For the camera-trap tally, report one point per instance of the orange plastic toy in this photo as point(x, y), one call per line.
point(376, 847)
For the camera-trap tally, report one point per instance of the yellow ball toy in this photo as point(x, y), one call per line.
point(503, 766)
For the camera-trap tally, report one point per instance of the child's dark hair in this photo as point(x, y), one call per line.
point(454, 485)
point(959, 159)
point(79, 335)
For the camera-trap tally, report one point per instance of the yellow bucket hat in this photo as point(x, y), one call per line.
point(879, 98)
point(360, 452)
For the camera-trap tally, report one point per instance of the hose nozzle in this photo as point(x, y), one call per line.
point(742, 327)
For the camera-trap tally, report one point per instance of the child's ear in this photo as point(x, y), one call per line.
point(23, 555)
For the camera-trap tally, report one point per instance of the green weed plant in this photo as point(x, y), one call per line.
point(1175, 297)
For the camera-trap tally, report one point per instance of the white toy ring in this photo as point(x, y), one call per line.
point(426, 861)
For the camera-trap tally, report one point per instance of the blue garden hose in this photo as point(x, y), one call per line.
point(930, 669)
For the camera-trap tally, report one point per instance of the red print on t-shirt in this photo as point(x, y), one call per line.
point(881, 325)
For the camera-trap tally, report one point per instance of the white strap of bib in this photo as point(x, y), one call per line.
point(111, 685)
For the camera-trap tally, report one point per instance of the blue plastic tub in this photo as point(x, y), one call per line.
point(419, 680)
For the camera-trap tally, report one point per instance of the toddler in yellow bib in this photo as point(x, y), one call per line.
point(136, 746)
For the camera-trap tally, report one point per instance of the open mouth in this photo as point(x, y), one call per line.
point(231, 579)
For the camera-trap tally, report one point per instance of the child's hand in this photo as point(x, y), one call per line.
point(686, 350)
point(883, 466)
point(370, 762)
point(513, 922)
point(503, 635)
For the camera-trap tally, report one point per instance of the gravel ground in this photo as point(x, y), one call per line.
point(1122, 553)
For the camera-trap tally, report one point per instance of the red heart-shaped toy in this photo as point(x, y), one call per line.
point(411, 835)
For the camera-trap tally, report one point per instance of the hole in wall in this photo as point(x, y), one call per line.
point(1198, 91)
^^^^^^^^
• **Your assignment**: Exactly reproduce every line of the records.

• **Written response**:
For the camera-trap tally, report one point per instance of the orange plastic toy in this photo as point(x, y), one call per line.
point(376, 847)
For the camera-trap tally, report one point per instance of the yellow ball toy in this photo as point(x, y), one call per line.
point(503, 766)
For the camera-trap tally, report one point per instance of the child's dark hair in this photo as point(x, y), one call per line.
point(454, 485)
point(959, 159)
point(79, 335)
For the camera-trap tally, report one point per instance of the yellow bucket hat in this photo as point(x, y), one call per line.
point(879, 98)
point(360, 452)
For the camera-trap tally, report one point per instance of the hose nozzle in this photo as point(x, y), one call per line.
point(742, 327)
For the camera-trap tally, report one point per instance of the child's ear in this photo as point(x, y), one call per line.
point(23, 555)
For the camera-trap tally, report one point per instance of the green weed plant in this photo as point(x, y), one call per line.
point(1175, 297)
For the camera-trap tally, report one point per instance of the white toy ring in this photo as point(x, y), one call per line.
point(426, 861)
For the camera-trap tally, report one point per instance of the blue garden hose in this photo as point(x, y), one call per line.
point(930, 669)
For the camera-trap tally, report one point per instance of the red print on t-shirt in this photo as point(x, y), one call per line.
point(881, 325)
For the camera-trap tally, report one point per instance of the white strap of bib in this photo as point(x, y), one call per line.
point(111, 685)
For the camera-trap tally, report one point per instance of the blue plastic tub in this photo as point(x, y), one call per line.
point(419, 680)
For the camera-trap tally, report one point per instance of the toddler in yellow bib in this photo as point(x, y), one call per line.
point(136, 746)
For the camera-trap tally, report one point per instance of the open mouth in this photo as point(x, y), one call per line.
point(231, 579)
For the camera-trap tally, report one point per instance of the child's hand in this photo as point(x, y), one call per line.
point(686, 350)
point(883, 466)
point(370, 762)
point(513, 922)
point(503, 635)
For the camera-trap tally, report one point per instance of the gravel ground in this photo as point(x, y), one call per line.
point(1122, 553)
For the camera-trap tally, report one point per instance of the red heart-shaped toy in this photo as point(x, y), one call per line.
point(411, 835)
For the camera-trap tally, report one point per instance of the hole in wall in this photo as point(x, y), one call per line.
point(1198, 91)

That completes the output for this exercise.